SIANG itu Jeffri- Kru Bahana mengunjungi Dinas Kebudayaan dan Pariwisata Propinsi Riau. Hendak berdiskusi dengan staff dinas yang berkecimpung mengurusi aset budaya di Riau. Sembilan orang sedang bekerja dalam ruangan dinas tersebut. Ketika saya jelaskan niatan berdiskusi soal makanan khas melayu bernama Asidah, setiap orang sibuk menanggapi.

“Hei, kue Asidah dari Rengat tu,” ujar seorang Ibu menimpali ketika baru masuk ruangan. Teman sebelahnyapun menimpali bahwa itu kue khas melayu, tak hanya dari Rengat.

“Tapi asal awalnyanya dari Rengat tu,” ujar Ibu tersebut tetap bersikeras. Sayangnya, dari sini tak banyak informasi yang bisa didapatkan.

+ + + +

YANG PERLU DIKERJAKAN:
- 1) Ganti "Rengat" dengan "Kuantan" pada bagian teks tentang kue Asidah dari "SIANG itu Jeffri- Kru" sampai "hanya dari Rengat.", lalu tuliskan bagian itu.
- 2) Bisakah Anda melanjutkan teks tentang kue Asidah mulai dari kalimat terakhirnya?

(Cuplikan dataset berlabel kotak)
+ + + +

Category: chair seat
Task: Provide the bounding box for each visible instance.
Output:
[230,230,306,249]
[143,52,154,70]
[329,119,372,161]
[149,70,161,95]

+ + + +

HASIL YANG DIHARAPKAN:
- 1)
SIANG itu Jeffri- Kru Bahana mengunjungi Dinas Kebudayaan dan Pariwisata Propinsi Riau. Hendak berdiskusi dengan staff dinas yang berkecimpung mengurusi aset budaya di Riau. Sembilan orang sedang bekerja dalam ruangan dinas tersebut. Ketika saya jelaskan niatan berdiskusi soal makanan khas melayu bernama Asidah, setiap orang sibuk menanggapi.

“Hei, kue Asidah dari Kuantan tu,” ujar seorang Ibu menimpali ketika baru masuk ruangan. Teman sebelahnyapun menimpali bahwa itu kue khas melayu, tak hanya dari Kuantan.

- 2)
“Pasalnya belum ada orang dinas yang mengurusi masalah kuliner,” ujar Tabrani, staff dinas tersebut.

Ensiklopedia Kebudayaan Melayu Riau ditulis Tim Pusat Penelitian Kebudayaan danKemasyarakatan (P2KK) Universitas Riau, menjelaskan banyak penyebutan untuk panganan khas melayu ini. Salah satunya Ghasidah, panganan khas Baturijal terbuat dari tepung gandum dan memiliki rasa manis.

Makanan ini dibentuk khas mengerucut dan digunting menyerupai kulit nenas. Ada juga yang menyebut bahwa panganan ini adalah kue raja yang disajikan pada acara tertentu. Biasanya digunakan dalam kegiatan antarkue, prosesi adat istiadat perkawinan Baturijal. Bisa juga saat acara kenduri, syukuran, tunangan dan hari raya besar. Aturan menyantapnya dimulai dari bagian bawah, karena jika diambil langsung bagian atas dianggap tidak sopan.

Kue basah ini selain disebut Ghasidah, ada juga yang menyebutnya Asidah atau Khasidah. Kue khas daerah pesisir ini dibawa para Sultan melalui jalur air dan disebarkan didaratan.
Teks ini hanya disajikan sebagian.